Render the lines below as a numbered list, skipping any blank lines and leaving out the pictures.

=== Records for this exercise ===
★ ★ ★ ★ ★

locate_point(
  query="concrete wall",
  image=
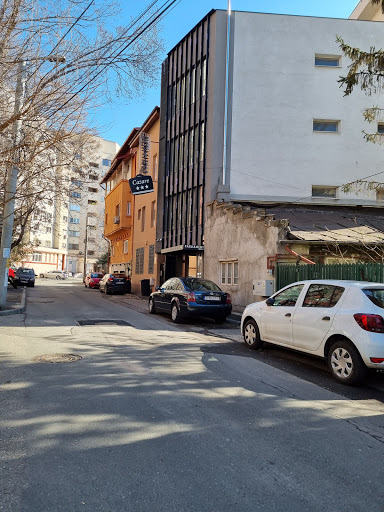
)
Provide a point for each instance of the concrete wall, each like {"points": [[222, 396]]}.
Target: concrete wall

★ ★ ★ ★ ★

=== Task solution ===
1. locate_point(
2.   query="concrete wall",
3.   image=
4. )
5. Provide a point for each instance of the concrete wall, each like {"points": [[222, 396]]}.
6. Target: concrete wall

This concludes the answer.